## Aim
Put every line of the records below into a numbered list, skipping blank lines. Leave the pictures out of the list.

## Entries on locating named things
--- begin ---
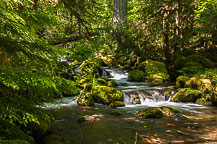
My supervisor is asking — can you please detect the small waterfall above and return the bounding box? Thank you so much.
[101,67,128,80]
[123,89,165,105]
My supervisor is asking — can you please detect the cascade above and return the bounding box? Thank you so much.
[102,67,168,105]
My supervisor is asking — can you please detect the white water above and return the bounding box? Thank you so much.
[104,67,211,113]
[44,68,213,113]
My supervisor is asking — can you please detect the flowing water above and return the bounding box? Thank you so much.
[41,67,217,144]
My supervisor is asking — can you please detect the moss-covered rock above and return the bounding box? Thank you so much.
[92,86,123,105]
[0,140,31,144]
[175,55,214,76]
[137,59,167,75]
[138,106,181,118]
[0,119,35,144]
[110,111,121,116]
[137,59,169,84]
[146,73,169,85]
[195,98,210,106]
[79,58,103,74]
[109,101,125,108]
[107,80,117,87]
[97,77,108,86]
[171,88,202,103]
[128,70,145,82]
[138,107,164,118]
[185,77,212,99]
[77,116,85,123]
[176,76,189,88]
[27,118,51,141]
[77,92,95,106]
[160,106,181,117]
[42,134,66,144]
[211,84,217,106]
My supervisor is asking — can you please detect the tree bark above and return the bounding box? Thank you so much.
[50,32,99,45]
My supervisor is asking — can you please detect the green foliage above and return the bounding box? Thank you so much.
[128,70,145,82]
[174,55,214,76]
[52,76,81,97]
[171,88,202,103]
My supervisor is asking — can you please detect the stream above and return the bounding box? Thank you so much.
[41,67,217,144]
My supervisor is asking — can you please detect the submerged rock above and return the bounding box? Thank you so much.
[138,106,180,118]
[171,88,202,103]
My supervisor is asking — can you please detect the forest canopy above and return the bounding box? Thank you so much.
[0,0,217,141]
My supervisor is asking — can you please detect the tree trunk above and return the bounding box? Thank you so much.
[113,0,127,24]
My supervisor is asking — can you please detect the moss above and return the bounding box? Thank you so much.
[97,77,108,86]
[77,92,95,106]
[42,134,63,144]
[176,76,189,88]
[146,73,169,85]
[107,80,117,87]
[175,55,214,76]
[110,111,121,116]
[92,86,123,105]
[138,106,181,118]
[0,140,31,144]
[195,98,210,106]
[137,59,167,75]
[211,84,217,106]
[0,119,35,144]
[128,70,145,82]
[27,118,51,141]
[171,88,202,103]
[79,59,103,74]
[185,77,212,99]
[160,106,181,117]
[138,107,164,118]
[137,60,169,85]
[109,101,125,108]
[77,116,85,123]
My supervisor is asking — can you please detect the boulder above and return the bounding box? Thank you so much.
[185,77,212,99]
[138,106,180,118]
[77,92,95,106]
[195,98,210,106]
[171,88,202,103]
[109,111,121,116]
[137,59,169,85]
[128,70,145,82]
[0,119,35,144]
[92,86,123,105]
[79,58,103,74]
[174,55,214,76]
[138,107,164,118]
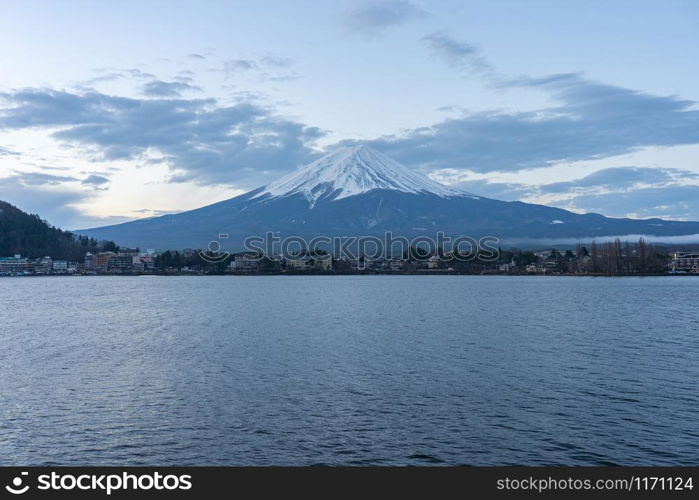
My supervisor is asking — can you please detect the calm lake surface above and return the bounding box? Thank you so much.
[0,276,699,465]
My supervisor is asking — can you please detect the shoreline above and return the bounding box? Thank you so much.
[0,271,699,279]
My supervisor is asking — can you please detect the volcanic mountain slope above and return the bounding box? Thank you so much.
[77,146,699,250]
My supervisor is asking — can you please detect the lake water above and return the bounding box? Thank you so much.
[0,276,699,465]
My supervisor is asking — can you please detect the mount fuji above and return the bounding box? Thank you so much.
[76,146,699,250]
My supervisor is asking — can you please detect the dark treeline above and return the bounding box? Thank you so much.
[0,201,119,261]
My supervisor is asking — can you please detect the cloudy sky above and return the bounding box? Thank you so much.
[0,0,699,228]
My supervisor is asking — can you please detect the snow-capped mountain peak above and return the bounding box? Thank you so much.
[256,145,477,206]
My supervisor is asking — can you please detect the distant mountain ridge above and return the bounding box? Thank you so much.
[77,146,699,250]
[0,201,113,261]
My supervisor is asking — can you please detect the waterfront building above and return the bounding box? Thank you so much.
[0,254,29,275]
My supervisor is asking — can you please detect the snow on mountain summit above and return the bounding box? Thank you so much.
[257,145,477,206]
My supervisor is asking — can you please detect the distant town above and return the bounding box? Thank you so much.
[0,240,699,276]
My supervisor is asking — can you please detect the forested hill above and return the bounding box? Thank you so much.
[0,201,116,261]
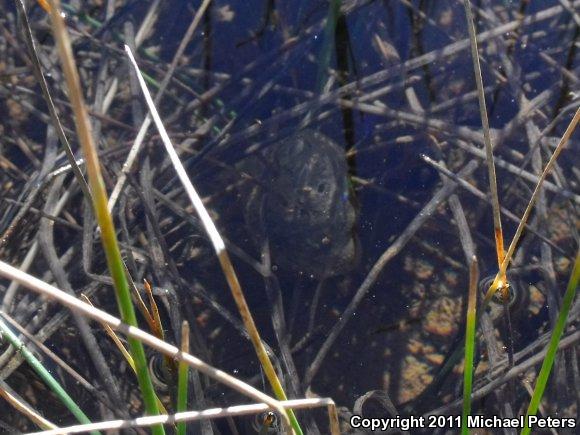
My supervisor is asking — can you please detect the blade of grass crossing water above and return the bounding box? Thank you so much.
[0,319,100,435]
[176,322,189,435]
[483,107,580,305]
[43,0,165,435]
[461,255,479,435]
[125,45,303,435]
[522,248,580,435]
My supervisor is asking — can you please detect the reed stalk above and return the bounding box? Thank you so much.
[44,0,165,435]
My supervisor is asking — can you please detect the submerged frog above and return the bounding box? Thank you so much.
[243,130,358,278]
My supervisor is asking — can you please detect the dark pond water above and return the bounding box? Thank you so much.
[0,0,579,433]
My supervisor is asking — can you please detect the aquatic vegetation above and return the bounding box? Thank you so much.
[0,0,580,434]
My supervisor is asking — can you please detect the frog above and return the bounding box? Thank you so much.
[242,129,359,279]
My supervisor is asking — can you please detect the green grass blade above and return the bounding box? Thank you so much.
[461,255,479,435]
[44,0,165,435]
[0,319,100,435]
[175,322,189,435]
[522,248,580,435]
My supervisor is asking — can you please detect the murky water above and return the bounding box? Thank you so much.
[0,0,580,433]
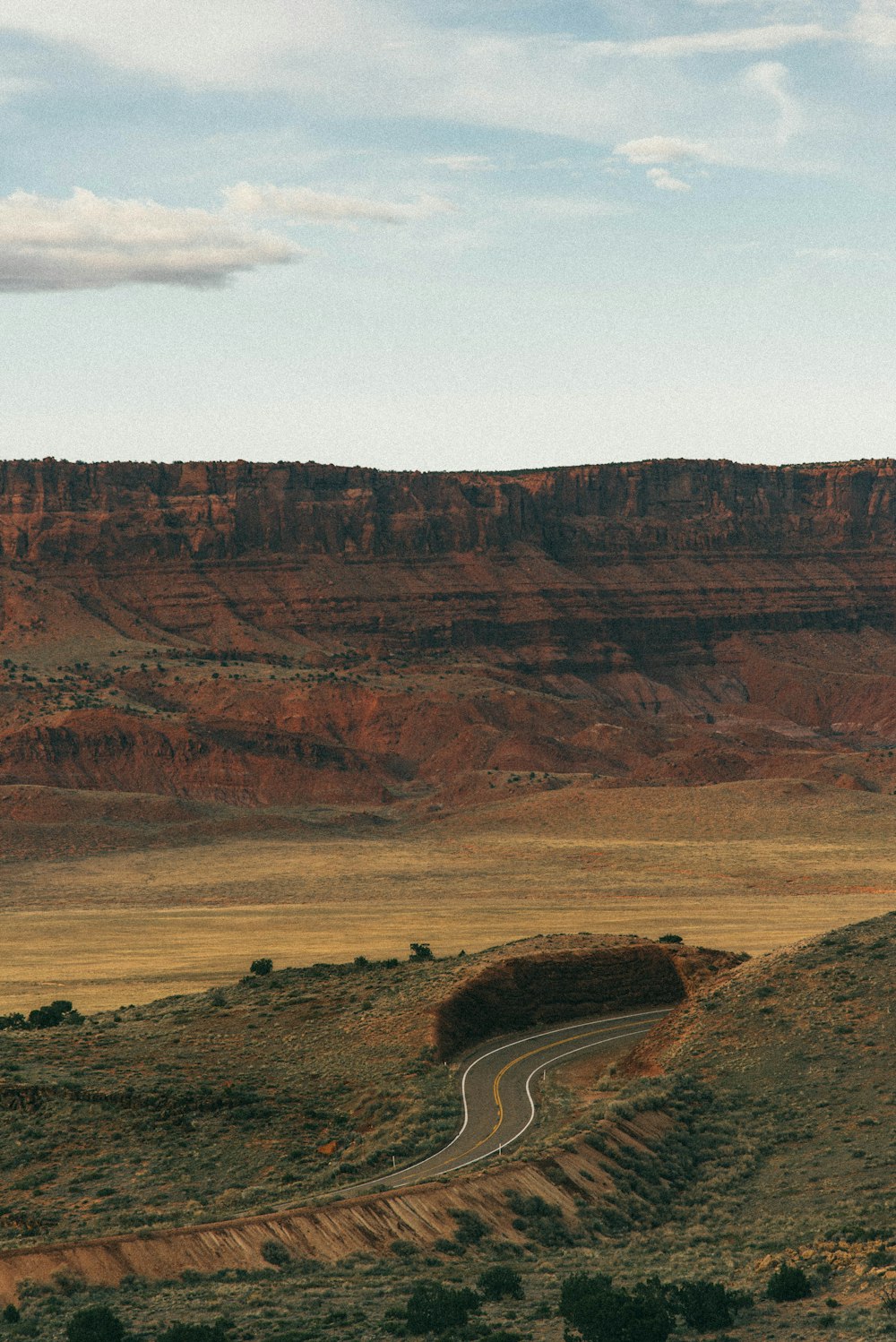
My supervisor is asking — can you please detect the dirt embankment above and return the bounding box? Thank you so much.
[0,942,743,1301]
[0,1114,668,1302]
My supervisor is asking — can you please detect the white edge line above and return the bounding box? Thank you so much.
[445,1029,650,1174]
[332,1007,672,1193]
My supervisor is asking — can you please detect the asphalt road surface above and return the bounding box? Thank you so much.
[342,1007,672,1193]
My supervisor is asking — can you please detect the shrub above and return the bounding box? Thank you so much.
[561,1272,675,1342]
[669,1282,753,1333]
[159,1320,227,1342]
[766,1263,812,1301]
[65,1304,125,1342]
[405,1282,481,1337]
[262,1240,292,1267]
[476,1263,523,1301]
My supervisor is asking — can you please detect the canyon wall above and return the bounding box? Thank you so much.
[0,460,896,808]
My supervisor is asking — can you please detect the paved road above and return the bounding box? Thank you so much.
[342,1007,672,1193]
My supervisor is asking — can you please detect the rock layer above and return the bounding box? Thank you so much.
[0,460,896,808]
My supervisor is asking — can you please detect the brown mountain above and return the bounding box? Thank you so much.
[0,460,896,814]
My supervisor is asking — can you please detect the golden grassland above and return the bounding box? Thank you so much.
[0,779,896,1011]
[3,916,896,1342]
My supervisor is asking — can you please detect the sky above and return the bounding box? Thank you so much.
[0,0,896,469]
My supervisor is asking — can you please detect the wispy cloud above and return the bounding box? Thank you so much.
--- end ---
## Response below
1. My supervisor is asking — can you please detect the small waterfall above and return the bounding box? Thank you so much.
2. [101,67,128,80]
3. [123,89,165,105]
4. My supervisor is asking — can you please detect the cascade above and return the bounding box? Thank you so much.
5. [102,67,168,105]
6. My supervisor is asking — can you please detect the white water above and return the bounding box? Thank you so much.
7. [104,67,211,113]
8. [44,68,213,113]
9. My supervisor is asking — can you please detect the flowing water above and return the bounding box? Thank you so much.
10. [41,67,217,144]
11. My supervisor is asking — can you please detect the moss-covered rock above and return the bounding box? Thank you so much.
12. [92,86,123,105]
13. [0,140,31,144]
14. [175,55,214,76]
15. [137,59,167,75]
16. [138,106,181,118]
17. [0,119,35,144]
18. [110,111,121,116]
19. [137,59,169,84]
20. [146,73,169,85]
21. [195,98,210,106]
22. [79,58,103,74]
23. [109,101,125,108]
24. [107,80,117,87]
25. [97,77,108,86]
26. [171,88,202,103]
27. [128,70,145,82]
28. [138,107,164,118]
29. [185,77,212,99]
30. [77,116,85,123]
31. [176,76,189,88]
32. [27,118,51,141]
33. [77,92,95,106]
34. [160,106,181,117]
35. [42,134,66,144]
36. [211,84,217,106]
37. My supervisor is asking — can you please detect the tree bark above and return the bounding box? Thank you so much.
38. [50,32,99,45]
39. My supervisor is asking — can you please detect the green foliage above and return the bounding box? Thank you so much.
40. [128,70,145,82]
41. [174,55,214,76]
42. [52,76,81,97]
43. [171,88,202,103]
44. My supervisor is asking — can you please detect the stream above and return the bounding box? Thank you so much.
45. [41,67,217,144]
46. My supervisor is asking — can you please detect the submerged rock above and return the bounding box? Thank you so much.
47. [138,106,180,118]
48. [171,88,202,103]
49. My supervisor is asking — can you please detect the forest canopy above and return the bounding box? Thank you so much.
50. [0,0,217,141]
51. My supervisor is asking — can you please detect the tree trunk above and return the bounding box? Thank you so much.
52. [113,0,127,24]
53. My supervisor is asking — can you please detect the moss above and return the bounding box? Thank you so much.
54. [97,77,108,86]
55. [77,92,95,106]
56. [42,134,63,144]
57. [176,76,189,88]
58. [146,73,169,85]
59. [107,80,117,87]
60. [175,55,214,76]
61. [110,111,121,116]
62. [92,86,123,105]
63. [138,106,181,118]
64. [0,140,31,144]
65. [195,98,210,106]
66. [137,59,167,75]
67. [211,84,217,106]
68. [0,119,35,144]
69. [128,70,145,82]
70. [27,118,51,141]
71. [171,88,202,103]
72. [79,59,103,74]
73. [185,77,212,99]
74. [160,106,181,117]
75. [138,107,164,118]
76. [137,60,169,85]
77. [109,101,125,108]
78. [77,116,85,123]
79. My supervisor is asking — can you please detect the boulder above and return the bounding box? Thank you so much.
80. [185,77,212,99]
81. [138,106,180,118]
82. [77,92,95,106]
83. [195,98,210,106]
84. [171,88,202,103]
85. [109,111,121,116]
86. [137,59,169,85]
87. [128,70,145,82]
88. [0,119,35,144]
89. [92,86,123,105]
90. [79,58,103,74]
91. [174,55,214,76]
92. [138,107,164,118]
93. My supervisor is asking — can you please detect the calm lake surface above and return the bounding box? Thank you so much.
94. [0,276,699,465]
95. My supervisor is asking — can you please detect the shoreline above and return the bounding box? Thank you so much.
96. [0,271,699,279]
97. My supervisor is asking — can you please detect the volcanic mountain slope above and return the bounding box? Thank you so much.
98. [77,146,699,250]
99. My supervisor is asking — can you please detect the lake water above and return the bounding box? Thank you so much.
100. [0,276,699,465]
101. My supervisor is asking — can you please detect the mount fuji above and return the bounding box? Thank you so much.
102. [76,146,699,250]
103. My supervisor is asking — can you please detect the dark treeline above and return the bounding box? Thank you so much.
104. [0,201,119,261]
105. My supervisor is asking — can you please detect the cloudy sky above and return the bounding box? Thank you so much.
106. [0,0,699,228]
107. My supervisor is asking — can you please detect the snow-capped mountain peak above and return the bounding box? Thank you so much.
108. [256,145,477,206]
109. My supervisor is asking — can you please detect the distant mountain ridge above and return the bounding box? Thank you so much.
110. [77,146,699,250]
111. [0,201,113,261]
112. My supervisor is asking — can you please detect the waterfront building above and return the bounding box? Thank you so much.
113. [0,254,29,275]
114. My supervisor is asking — can you please detect the snow on mountain summit above and return the bounding box? Thank you so much.
115. [257,145,477,206]
116. My supervisor is asking — can you please detect the distant town above and return the bounding box? Thank you so much.
117. [0,240,699,276]
118. My supervisor is asking — can you please detect the forested hill above and return the bounding box? Thank you so much.
119. [0,201,116,261]
120. My supervisor is asking — can you please detect the blade of grass crossing water above and return the bounding box? Thank you so much.
121. [0,319,100,435]
122. [176,322,189,435]
123. [483,107,580,305]
124. [43,0,165,435]
125. [461,255,479,435]
126. [125,45,303,435]
127. [522,248,580,435]
128. My supervisor is asking — can you please detect the reed stalk above and return the bounding box? Thank you so much.
129. [44,0,165,435]
130. My supervisor is asking — can you please detect the submerged frog above and return the bounding box? Thank you so much.
131. [243,130,358,278]
132. My supervisor is asking — can you please detect the dark pond water above and return the bounding box? Thank you so much.
133. [0,0,579,433]
134. My supervisor is asking — can you please detect the aquatic vegetation above and return the bounding box? Thank you so much.
135. [0,0,580,434]
136. My supervisor is asking — can you please detect the frog above and return the bounding box? Thank you so much.
137. [242,129,359,279]
138. My supervisor is asking — can you please detect the green grass blade above and return the bounding box? Thank you so much.
139. [461,255,479,435]
140. [44,0,165,435]
141. [0,319,100,435]
142. [175,322,189,435]
143. [522,248,580,435]
144. My supervisor is asking — can you please detect the murky water above and return the bounding box? Thank you so much.
145. [0,0,580,433]
146. My supervisor is asking — can you please detect the dirt embankment above and return the bounding box? Thank you so much.
147. [0,942,743,1301]
148. [0,1114,668,1302]
149. My supervisor is asking — can you please detect the white edge line above and return the bounding box? Thank you so much.
150. [445,1029,650,1174]
151. [332,1007,672,1193]
152. My supervisor is asking — can you please detect the asphalt road surface above and return the bounding box? Thank you so much.
153. [342,1007,672,1193]
154. My supervisor is asking — can you please detect the shrub above and return the bounding box? Thank you so much.
155. [561,1272,675,1342]
156. [669,1282,753,1333]
157. [159,1320,227,1342]
158. [766,1263,812,1301]
159. [65,1304,125,1342]
160. [405,1282,481,1337]
161. [262,1240,292,1267]
162. [476,1263,523,1301]
163. My supervisor is asking — can you please detect the canyon wall above and return the bounding box? Thank you so much.
164. [0,460,896,808]
165. My supervisor is asking — can you please detect the paved road above and return the bounding box? Thank you so much.
166. [342,1007,672,1193]
167. My supervisor is asking — can you please detect the rock layer above and return the bounding box? Thank you so much.
168. [0,460,896,808]
169. My supervisor is asking — can you please detect the brown mountain above and return the bounding box? Thank you so much.
170. [0,460,896,814]
171. My supervisor is asking — can you please detect the golden grassland above and return the bounding box? Thank you so much.
172. [0,779,896,1011]
173. [3,916,896,1342]
174. My supervisor is asking — can you please detect the sky above and return the bounding box? Thank you so much.
175. [0,0,896,469]
176. My supervisor is asking — can you please detect the wispy cloud above and return the bounding box? Thank you so much.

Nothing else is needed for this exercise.